What to do: Copy the data below exactly.

Location annotation dataset excerpts
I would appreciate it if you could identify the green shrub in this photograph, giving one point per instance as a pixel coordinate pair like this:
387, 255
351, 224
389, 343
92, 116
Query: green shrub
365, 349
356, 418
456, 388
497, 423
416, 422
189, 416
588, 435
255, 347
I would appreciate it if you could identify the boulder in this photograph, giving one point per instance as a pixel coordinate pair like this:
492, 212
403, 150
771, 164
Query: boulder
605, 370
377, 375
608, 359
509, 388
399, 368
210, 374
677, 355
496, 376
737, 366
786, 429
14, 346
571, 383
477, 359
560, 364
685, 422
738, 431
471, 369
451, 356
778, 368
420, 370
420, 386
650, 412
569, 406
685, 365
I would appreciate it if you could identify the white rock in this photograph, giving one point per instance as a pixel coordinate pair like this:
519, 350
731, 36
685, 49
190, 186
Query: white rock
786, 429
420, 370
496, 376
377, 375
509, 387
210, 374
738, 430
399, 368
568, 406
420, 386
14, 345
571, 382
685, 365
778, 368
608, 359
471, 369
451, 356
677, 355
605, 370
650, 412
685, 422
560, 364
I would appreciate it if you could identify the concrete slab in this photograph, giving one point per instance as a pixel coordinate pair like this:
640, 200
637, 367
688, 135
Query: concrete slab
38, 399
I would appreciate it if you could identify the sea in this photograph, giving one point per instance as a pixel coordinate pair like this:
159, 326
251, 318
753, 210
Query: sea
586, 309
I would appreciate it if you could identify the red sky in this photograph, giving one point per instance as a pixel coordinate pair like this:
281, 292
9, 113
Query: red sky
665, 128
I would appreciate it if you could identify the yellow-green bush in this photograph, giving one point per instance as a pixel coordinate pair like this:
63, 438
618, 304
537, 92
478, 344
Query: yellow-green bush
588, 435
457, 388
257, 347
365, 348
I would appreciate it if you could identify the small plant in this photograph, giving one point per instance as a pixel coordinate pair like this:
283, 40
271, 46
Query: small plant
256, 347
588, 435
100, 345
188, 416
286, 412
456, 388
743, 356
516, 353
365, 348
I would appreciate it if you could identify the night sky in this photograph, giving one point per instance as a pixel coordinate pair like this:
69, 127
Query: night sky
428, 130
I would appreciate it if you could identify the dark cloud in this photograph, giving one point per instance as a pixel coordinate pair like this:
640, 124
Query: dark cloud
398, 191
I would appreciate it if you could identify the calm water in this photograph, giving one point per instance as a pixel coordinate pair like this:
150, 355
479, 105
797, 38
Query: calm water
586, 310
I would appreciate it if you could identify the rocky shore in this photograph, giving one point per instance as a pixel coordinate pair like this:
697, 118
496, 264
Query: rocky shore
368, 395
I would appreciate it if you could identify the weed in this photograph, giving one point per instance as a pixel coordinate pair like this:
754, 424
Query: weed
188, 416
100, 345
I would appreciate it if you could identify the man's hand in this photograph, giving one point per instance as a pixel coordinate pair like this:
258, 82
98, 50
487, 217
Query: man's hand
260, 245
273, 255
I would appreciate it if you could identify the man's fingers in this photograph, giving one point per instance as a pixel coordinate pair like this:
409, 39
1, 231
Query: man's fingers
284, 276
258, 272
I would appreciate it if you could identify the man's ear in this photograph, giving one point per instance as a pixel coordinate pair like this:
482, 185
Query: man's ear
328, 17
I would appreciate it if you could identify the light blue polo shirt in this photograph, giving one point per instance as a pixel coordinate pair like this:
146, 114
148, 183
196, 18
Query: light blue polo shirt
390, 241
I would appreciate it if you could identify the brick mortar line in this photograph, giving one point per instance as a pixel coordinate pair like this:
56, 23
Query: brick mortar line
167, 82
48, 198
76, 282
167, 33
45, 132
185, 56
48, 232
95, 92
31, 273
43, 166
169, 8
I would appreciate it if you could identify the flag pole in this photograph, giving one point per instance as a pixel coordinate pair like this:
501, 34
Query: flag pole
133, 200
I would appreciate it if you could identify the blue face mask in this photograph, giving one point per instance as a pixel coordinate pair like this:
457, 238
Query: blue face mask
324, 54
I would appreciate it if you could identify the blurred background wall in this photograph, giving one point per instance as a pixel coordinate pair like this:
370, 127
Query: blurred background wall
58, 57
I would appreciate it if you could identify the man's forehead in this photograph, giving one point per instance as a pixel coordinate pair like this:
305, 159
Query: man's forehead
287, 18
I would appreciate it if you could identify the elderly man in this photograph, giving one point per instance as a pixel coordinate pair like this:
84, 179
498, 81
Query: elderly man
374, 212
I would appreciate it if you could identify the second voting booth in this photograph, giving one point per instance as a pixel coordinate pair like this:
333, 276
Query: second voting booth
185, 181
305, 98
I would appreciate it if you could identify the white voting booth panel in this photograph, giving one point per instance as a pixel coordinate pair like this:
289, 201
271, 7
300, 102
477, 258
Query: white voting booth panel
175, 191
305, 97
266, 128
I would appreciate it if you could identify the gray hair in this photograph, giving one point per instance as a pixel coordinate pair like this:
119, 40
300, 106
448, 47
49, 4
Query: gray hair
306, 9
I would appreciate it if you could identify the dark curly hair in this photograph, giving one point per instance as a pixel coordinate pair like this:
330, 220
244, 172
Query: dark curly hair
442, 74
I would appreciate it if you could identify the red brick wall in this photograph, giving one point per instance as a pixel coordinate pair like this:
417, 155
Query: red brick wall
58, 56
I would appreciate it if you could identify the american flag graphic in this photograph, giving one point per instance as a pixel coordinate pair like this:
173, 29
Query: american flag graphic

Complete response:
I would appreciate it if you could identify the green shrub in this photograph, giving one point per instance as a pixel coordinate pair like this:
387, 255
351, 224
389, 343
92, 116
Query: green shrub
365, 349
356, 418
456, 388
497, 423
416, 422
189, 416
588, 435
255, 347
I would appreciate it if you could identify the boulder in this photograph, giving one point per instance as a pixel coordinate pair like this:
492, 212
403, 150
771, 164
Query: boulder
605, 370
377, 375
608, 359
509, 388
399, 368
210, 374
677, 355
496, 376
737, 366
786, 429
14, 346
571, 383
477, 359
560, 364
685, 422
738, 431
471, 369
451, 356
778, 368
420, 370
420, 386
650, 412
569, 406
685, 365
I would appreciate it if you could identify the white rock in this photograph, giving one point per instance as a pixel coordinate pair like this:
519, 350
731, 36
685, 49
190, 186
Query: white rock
786, 429
420, 370
496, 376
377, 375
509, 387
210, 374
738, 430
399, 368
568, 406
420, 386
14, 345
571, 382
685, 365
778, 368
608, 359
471, 369
451, 356
677, 355
605, 370
650, 412
685, 422
560, 364
I would appreciate it if you could identify the concrete slab in this photograph, giving one point per instance as a pixel coordinate pair like this:
640, 200
637, 367
688, 135
Query: concrete slab
38, 399
I would appreciate it if you could identify the sea in this photograph, giving one point per instance as a pixel coordinate pair like this:
159, 326
251, 318
753, 210
Query: sea
586, 309
I would appreciate it if you could identify the red sky in this photograph, giving one point per instance as a pixel coordinate pair like this:
281, 292
9, 113
Query: red sky
665, 128
I would appreciate it if you could identify the yellow-green bush in this photograph, giving one point per instance as a pixel coordinate pair like this:
63, 438
618, 304
537, 92
478, 344
Query: yellow-green bush
588, 435
457, 388
257, 347
365, 348
I would appreciate it if you could identify the small plant in this photograph, giving one point per instance as a pixel coordinate pair like this:
283, 40
271, 46
Query: small plant
256, 347
588, 435
100, 345
188, 416
286, 412
456, 388
743, 356
516, 353
365, 348
I would appreciate it if you could identify the night sky in this photograph, giving one point per instance as a pixel coordinate pair like this:
69, 127
Query: night sky
428, 130
I would appreciate it if you could identify the dark cloud in this photograph, giving one point per instance as a pixel coordinate pair like this:
640, 124
Query: dark cloud
398, 191
I would appreciate it if you could identify the calm water in this photograph, giving one point per instance as a pixel coordinate pair like this:
150, 355
479, 105
797, 38
Query: calm water
586, 310
I would appreciate it if you could identify the rocky shore in this photograph, giving one point per instance as a pixel coordinate pair like this:
697, 118
496, 264
Query: rocky shore
368, 395
I would appreciate it if you could identify the weed in this photograph, giving one point per instance as a pixel coordinate pair like this:
754, 424
Query: weed
188, 416
100, 345
I would appreciate it if you could identify the man's hand in this photograph, giving one point per instance as a pixel coordinate pair like this:
258, 82
98, 50
487, 217
Query: man's hand
260, 245
273, 255
I would appreciate it if you could identify the man's fingers in this photograph, giving one point per instance as a pixel coordinate pair like this:
409, 39
1, 231
Query: man's fingers
284, 276
258, 272
I would appreciate it if you could identify the man's ear in this photograph, giving one point per instance as a pixel coordinate pair like this:
482, 185
Query: man's ear
328, 17
I would appreciate it if you could identify the light blue polo shirt in this photograph, giving one point per instance as a pixel coordinate pair like this:
146, 114
148, 183
196, 18
Query: light blue polo shirt
390, 241
I would appreciate it if you could identify the brick mortar line in this photograph, giving one point per instance as a pixel coordinate pair like this:
56, 23
Query: brick mortar line
167, 82
48, 198
76, 282
167, 33
45, 132
185, 56
48, 232
95, 92
31, 273
43, 166
169, 8
I would appreciate it if you could identify the flag pole in this photograph, giving one point per instance as a pixel coordinate pair like this:
501, 34
Query: flag pole
133, 200
I would appreciate it if you could identify the blue face mask in this photograph, giving one point per instance as a pixel coordinate pair like this:
457, 238
Query: blue face mask
324, 54
I would appreciate it if you could identify the blurred background wall in this photograph, giving one point per instance as a pixel coordinate pair like this:
370, 127
Query: blurred background wall
58, 57
I would appreciate it if you could identify the man's forehead in this photograph, giving one point per instance as a pixel coordinate pair like this:
305, 159
Query: man's forehead
287, 18
I would appreciate it if you could identify the elderly man in this photograph, giving one point per instance as a pixel coordinate pair like this:
84, 179
498, 81
Query: elderly man
374, 212
I would appreciate it if you could identify the second voting booth in this photograph, giving one point per instance as a pixel coordinate pair like this:
333, 276
Query: second voting booth
185, 181
305, 98
I would appreciate it if you could identify the white voting booth panel in this photograph, giving one point per instance as a pixel coordinate pair like this:
289, 201
271, 7
300, 102
477, 258
Query: white voting booth panel
175, 191
305, 97
266, 128
I would appreciate it if you could identify the gray hair in this photograph, giving one point per instance as a pixel coordinate pair like this:
119, 40
300, 106
448, 47
49, 4
Query: gray hair
306, 9
I would appreciate it if you could identify the dark curly hair in this photograph, giving one point per instance as a pixel coordinate pair like this:
330, 220
244, 172
Query: dark curly hair
442, 74
I would appreciate it if you could identify the red brick wall in this photograph, giving one point per instance as a pixel coordinate pair like this:
417, 155
Query: red brick wall
58, 56
I would appreciate it if you could identify the american flag graphic in this photograph, giving one point per instance as a pixel coordinate pair like this:
173, 29
Query: american flag graphic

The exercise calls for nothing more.